Technology overview – Druvaa Continuous Data Protection
Druvaa, a Pune-based product startup that makes data protection (i.e. backup and replication) software targeted towards the enterprise market, has been all over the Indian startup scene recently. It was one of the few Pune startups to be funded in recent times (Rs. 1 crore by Indian Angel Network). It was one of the three startups that won the TiE-Canaan Entrepreneural challenge in July this year. It was one of the three startups chosen to present at the showcase of emerging product companies at the NASSCOMM product conclave 2008.
And this is not confined to national boundaries. It is one of only two (as far as I know) Pune-based companies to be featured in TechCrunch (actually TechCrunchIT), one of the most influential tech blogs in the world (the other Pune company featured in TechCrunch is Pubmatic).
Why all this attention for Druvaa? Other than the fact that it has a very strong team that is executing quite well, I think two things stand out:
- It is one of the few Indian product startups that are targeting the enterprise market. This is a very difficult market to break into, both, because of the risk averse nature of the customers, and the very long sales cycles.

*Exercise instructions*
**1.** Reproduce the part of the Druvaa overview starting at "And this is" and ending at "TechCrunch is Pubmatic).".
**2.** According to the Druvaa overview, which other Pune company was featured in TechCrunch?

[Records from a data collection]
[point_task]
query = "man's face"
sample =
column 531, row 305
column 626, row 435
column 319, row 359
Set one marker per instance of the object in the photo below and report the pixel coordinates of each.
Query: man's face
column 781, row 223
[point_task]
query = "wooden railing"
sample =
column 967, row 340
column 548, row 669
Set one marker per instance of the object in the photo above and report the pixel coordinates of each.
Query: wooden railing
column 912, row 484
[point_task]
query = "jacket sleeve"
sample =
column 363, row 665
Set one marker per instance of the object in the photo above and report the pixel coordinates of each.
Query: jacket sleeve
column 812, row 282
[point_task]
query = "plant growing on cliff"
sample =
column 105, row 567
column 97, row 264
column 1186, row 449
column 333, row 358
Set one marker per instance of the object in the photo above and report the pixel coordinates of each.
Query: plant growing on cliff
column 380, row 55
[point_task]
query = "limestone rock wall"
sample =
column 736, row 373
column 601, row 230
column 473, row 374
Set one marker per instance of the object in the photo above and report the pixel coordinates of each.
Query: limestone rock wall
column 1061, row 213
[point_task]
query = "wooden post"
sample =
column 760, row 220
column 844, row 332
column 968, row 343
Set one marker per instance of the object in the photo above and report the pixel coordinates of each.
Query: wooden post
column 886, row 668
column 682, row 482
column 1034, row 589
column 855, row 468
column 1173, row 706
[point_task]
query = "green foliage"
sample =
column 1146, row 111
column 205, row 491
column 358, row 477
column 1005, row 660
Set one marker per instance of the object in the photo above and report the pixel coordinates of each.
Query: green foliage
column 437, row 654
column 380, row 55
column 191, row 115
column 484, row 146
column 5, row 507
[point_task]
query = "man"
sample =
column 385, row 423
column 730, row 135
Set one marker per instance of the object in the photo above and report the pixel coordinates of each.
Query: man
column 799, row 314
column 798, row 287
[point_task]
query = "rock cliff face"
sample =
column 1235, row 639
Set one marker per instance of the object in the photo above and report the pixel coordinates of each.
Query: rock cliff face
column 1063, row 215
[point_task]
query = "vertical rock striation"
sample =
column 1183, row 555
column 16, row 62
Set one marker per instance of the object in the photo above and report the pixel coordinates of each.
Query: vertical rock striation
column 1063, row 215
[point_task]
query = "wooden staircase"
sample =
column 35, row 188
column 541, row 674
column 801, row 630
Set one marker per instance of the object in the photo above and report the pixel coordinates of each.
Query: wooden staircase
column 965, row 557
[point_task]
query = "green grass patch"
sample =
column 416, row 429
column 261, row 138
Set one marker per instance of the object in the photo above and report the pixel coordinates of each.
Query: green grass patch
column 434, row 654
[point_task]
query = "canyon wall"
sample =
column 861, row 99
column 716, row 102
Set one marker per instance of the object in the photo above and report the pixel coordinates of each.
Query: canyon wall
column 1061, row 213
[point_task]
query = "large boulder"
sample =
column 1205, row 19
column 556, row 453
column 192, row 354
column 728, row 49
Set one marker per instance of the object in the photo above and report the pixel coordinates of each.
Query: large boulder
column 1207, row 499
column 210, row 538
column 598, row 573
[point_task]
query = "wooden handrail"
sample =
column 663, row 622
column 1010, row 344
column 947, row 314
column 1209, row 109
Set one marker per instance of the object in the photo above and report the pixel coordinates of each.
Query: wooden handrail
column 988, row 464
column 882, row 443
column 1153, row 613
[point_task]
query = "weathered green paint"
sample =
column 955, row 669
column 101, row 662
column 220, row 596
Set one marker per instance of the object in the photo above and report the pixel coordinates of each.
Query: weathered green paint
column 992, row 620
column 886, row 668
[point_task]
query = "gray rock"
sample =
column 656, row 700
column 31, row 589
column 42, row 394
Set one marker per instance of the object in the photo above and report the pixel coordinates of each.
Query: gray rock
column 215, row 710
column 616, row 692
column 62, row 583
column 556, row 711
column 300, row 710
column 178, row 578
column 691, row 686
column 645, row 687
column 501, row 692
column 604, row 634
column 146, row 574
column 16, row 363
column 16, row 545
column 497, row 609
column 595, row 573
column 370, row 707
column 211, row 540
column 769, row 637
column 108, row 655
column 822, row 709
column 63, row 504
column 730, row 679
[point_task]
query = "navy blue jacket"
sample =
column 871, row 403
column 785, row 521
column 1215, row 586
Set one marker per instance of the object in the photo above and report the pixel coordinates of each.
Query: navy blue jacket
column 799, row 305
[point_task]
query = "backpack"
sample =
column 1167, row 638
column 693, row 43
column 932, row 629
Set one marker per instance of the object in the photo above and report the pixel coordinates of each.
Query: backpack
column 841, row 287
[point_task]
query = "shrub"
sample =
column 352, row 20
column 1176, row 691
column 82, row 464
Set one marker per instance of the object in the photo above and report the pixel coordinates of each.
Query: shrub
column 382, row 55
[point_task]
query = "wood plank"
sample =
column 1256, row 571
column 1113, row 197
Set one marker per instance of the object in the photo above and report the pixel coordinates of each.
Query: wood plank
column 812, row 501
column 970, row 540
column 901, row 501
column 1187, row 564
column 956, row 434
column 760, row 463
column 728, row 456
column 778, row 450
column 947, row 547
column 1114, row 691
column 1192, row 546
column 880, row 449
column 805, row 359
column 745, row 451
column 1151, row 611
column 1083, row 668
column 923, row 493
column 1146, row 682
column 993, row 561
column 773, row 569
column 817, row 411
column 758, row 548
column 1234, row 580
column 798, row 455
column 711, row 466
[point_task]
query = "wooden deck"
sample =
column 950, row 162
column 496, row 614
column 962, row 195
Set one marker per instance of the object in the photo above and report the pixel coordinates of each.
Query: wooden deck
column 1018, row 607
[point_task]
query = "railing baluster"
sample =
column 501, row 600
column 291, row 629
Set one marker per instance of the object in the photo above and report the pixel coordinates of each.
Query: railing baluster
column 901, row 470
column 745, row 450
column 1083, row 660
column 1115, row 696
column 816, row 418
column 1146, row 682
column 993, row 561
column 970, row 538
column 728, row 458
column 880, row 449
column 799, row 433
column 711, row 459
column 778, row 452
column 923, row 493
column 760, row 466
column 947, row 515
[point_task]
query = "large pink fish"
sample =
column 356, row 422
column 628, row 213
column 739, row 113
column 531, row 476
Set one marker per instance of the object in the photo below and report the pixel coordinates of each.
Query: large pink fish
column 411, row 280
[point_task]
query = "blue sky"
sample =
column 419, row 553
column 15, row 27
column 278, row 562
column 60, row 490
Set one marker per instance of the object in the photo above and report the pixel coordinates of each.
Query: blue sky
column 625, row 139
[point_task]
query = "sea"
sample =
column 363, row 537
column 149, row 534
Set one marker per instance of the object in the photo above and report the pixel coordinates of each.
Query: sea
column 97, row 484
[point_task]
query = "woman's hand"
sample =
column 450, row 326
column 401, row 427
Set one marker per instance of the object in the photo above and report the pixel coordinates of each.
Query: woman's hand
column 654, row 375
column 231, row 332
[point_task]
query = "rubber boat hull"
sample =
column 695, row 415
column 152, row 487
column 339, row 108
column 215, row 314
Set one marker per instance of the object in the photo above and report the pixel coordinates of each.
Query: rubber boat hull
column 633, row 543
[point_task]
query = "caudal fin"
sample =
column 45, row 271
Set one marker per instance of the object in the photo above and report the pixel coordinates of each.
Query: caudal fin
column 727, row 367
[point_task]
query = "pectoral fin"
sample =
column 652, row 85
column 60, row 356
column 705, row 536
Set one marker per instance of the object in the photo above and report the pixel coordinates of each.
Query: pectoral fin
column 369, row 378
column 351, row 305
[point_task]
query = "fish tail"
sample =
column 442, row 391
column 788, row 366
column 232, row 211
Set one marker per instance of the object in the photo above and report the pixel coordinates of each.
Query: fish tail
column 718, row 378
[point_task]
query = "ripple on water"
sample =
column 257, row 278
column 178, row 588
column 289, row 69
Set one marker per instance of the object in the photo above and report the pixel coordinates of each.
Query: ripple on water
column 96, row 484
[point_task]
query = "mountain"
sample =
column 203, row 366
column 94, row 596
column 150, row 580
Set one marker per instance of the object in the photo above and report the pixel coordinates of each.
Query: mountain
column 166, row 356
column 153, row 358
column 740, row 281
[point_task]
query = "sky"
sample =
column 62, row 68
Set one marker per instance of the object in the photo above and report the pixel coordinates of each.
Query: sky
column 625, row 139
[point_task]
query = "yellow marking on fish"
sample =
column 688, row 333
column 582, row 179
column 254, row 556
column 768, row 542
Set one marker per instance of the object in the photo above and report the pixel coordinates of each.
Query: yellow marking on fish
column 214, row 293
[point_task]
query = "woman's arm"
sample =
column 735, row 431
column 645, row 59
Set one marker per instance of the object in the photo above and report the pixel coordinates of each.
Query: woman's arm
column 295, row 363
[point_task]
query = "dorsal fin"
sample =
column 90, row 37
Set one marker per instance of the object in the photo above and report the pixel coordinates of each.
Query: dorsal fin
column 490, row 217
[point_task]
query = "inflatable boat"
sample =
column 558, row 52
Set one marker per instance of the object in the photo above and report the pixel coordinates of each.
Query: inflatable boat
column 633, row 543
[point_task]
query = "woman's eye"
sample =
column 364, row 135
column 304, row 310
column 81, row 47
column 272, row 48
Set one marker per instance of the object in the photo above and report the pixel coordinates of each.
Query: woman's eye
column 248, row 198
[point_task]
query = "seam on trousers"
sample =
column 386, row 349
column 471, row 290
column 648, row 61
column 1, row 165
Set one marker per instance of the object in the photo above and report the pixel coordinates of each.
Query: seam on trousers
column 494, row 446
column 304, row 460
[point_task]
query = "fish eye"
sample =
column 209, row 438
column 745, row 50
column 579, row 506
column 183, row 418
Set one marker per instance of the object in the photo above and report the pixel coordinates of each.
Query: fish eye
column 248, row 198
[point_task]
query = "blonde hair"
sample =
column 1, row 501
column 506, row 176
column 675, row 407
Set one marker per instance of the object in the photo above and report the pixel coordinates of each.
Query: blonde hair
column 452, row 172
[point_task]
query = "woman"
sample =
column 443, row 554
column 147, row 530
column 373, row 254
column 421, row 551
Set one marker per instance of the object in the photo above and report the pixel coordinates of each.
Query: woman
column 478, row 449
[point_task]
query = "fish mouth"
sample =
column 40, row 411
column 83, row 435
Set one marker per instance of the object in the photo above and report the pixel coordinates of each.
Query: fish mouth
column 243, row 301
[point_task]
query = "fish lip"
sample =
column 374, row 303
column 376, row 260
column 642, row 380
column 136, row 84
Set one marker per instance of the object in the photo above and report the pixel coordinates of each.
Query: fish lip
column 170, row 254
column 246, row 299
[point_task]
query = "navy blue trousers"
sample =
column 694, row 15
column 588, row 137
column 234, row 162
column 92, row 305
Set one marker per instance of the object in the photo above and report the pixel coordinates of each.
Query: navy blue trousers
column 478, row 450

*Solved problems*
**1.**
And this is not confined to national boundaries. It is one of only two (as far as I know) Pune-based companies to be featured in TechCrunch (actually TechCrunchIT), one of the most influential tech blogs in the world (the other Pune company featured in TechCrunch is Pubmatic).

**2.** Pubmatic